Provided material:
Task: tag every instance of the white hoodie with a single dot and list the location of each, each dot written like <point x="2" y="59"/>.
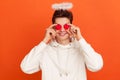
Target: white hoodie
<point x="62" y="62"/>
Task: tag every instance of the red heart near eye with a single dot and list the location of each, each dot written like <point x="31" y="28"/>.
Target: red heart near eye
<point x="58" y="27"/>
<point x="66" y="26"/>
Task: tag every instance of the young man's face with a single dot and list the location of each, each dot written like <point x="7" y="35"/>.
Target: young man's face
<point x="62" y="34"/>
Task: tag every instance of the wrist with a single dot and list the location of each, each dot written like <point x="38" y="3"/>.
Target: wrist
<point x="46" y="40"/>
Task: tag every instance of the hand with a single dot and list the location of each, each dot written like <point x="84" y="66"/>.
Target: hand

Objective: Write out all the records again, swapping "wrist" for "forearm" everywhere it appears and changing nothing else. Leave out the pictures.

Result below:
Task: tag every instance of the white hoodie with a single dot and list the location of each, each dot written like <point x="2" y="59"/>.
Target: white hoodie
<point x="62" y="62"/>
Task: tag every instance of the red heart near eye with a single dot and list the location of each, each dot written like <point x="31" y="28"/>.
Target: red heart near eye
<point x="58" y="27"/>
<point x="66" y="26"/>
Task: tag every instance of the young man's face with a single dot and list the location of each, each dot written like <point x="7" y="35"/>.
Target: young man's face
<point x="62" y="34"/>
Task: tag every instance of the forearm with a single dot and list the location of each, each dot written like <point x="38" y="3"/>.
Target: forearm
<point x="46" y="40"/>
Task: tag every instance of the hand with a single dot and list the location of each, each dot written like <point x="84" y="66"/>.
Target: hand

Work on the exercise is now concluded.